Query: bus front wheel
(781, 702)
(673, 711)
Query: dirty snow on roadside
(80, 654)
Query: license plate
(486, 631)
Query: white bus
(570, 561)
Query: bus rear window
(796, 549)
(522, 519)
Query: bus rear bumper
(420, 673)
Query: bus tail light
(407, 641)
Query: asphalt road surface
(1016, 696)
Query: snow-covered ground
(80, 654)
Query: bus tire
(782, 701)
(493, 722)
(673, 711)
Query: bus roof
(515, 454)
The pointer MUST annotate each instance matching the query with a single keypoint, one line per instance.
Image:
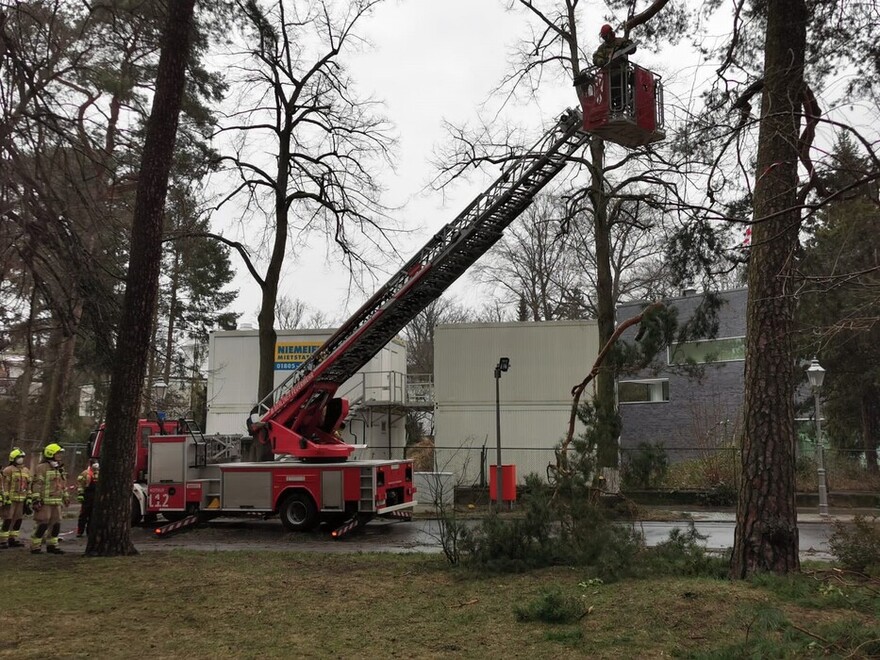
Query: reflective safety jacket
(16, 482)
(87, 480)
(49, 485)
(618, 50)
━━━━━━━━━━
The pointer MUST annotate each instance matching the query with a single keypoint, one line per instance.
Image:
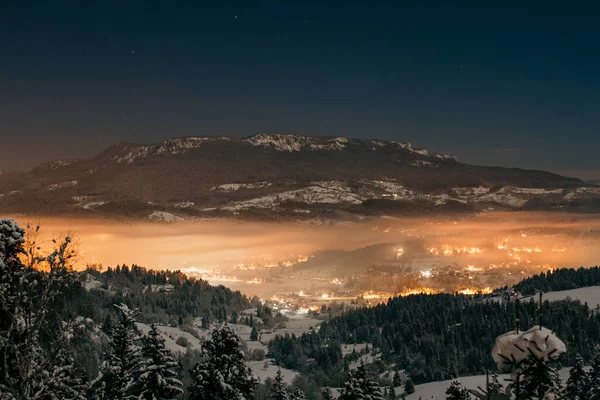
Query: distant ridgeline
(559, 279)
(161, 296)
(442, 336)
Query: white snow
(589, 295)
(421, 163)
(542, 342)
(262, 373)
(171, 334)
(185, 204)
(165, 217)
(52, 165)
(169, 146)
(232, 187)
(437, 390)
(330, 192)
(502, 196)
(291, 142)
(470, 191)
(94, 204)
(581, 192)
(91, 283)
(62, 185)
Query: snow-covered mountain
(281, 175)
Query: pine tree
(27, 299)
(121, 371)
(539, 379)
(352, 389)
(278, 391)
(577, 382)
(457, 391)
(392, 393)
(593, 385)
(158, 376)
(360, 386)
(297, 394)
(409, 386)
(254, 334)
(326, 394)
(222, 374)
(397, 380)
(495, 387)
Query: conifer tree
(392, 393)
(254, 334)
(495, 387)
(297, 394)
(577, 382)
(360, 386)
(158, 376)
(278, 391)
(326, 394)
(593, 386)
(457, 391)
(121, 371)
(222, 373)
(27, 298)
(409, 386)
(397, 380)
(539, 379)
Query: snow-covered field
━━━━━━━━━━
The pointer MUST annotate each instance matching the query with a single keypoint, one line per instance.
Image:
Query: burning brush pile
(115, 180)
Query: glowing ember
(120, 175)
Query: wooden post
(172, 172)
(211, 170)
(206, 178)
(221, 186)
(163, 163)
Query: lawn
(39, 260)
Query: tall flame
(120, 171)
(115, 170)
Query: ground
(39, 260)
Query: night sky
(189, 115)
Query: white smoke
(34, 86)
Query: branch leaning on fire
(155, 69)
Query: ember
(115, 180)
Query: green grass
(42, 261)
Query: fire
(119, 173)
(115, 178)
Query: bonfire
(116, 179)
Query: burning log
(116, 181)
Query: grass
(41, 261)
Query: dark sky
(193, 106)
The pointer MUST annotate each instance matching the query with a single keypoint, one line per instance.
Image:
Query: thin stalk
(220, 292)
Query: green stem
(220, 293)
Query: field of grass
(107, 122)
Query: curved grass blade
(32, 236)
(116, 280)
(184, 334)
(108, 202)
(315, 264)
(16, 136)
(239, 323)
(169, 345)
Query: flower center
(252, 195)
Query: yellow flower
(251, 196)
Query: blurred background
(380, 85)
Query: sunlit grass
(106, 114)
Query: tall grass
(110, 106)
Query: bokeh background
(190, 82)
━━━━━━━━━━
TASK STATEMENT
Would you please copy, word for word, everything above from the line containing "Query: snow-covered mountain" down to the line containing "Query: snow-covered field", those two lines included?

YOUR RESPONSE
Query: snow-covered mountain
(281, 175)
Query: pine tree
(27, 299)
(121, 371)
(539, 379)
(352, 389)
(278, 391)
(577, 382)
(457, 391)
(392, 393)
(593, 385)
(158, 376)
(360, 386)
(297, 394)
(409, 386)
(254, 334)
(326, 394)
(222, 374)
(397, 380)
(495, 387)
Query: conifer tree
(392, 393)
(254, 334)
(495, 387)
(297, 394)
(577, 382)
(360, 386)
(158, 376)
(278, 391)
(326, 394)
(593, 386)
(457, 391)
(121, 371)
(222, 373)
(27, 298)
(409, 386)
(397, 380)
(539, 379)
Query: snow-covered field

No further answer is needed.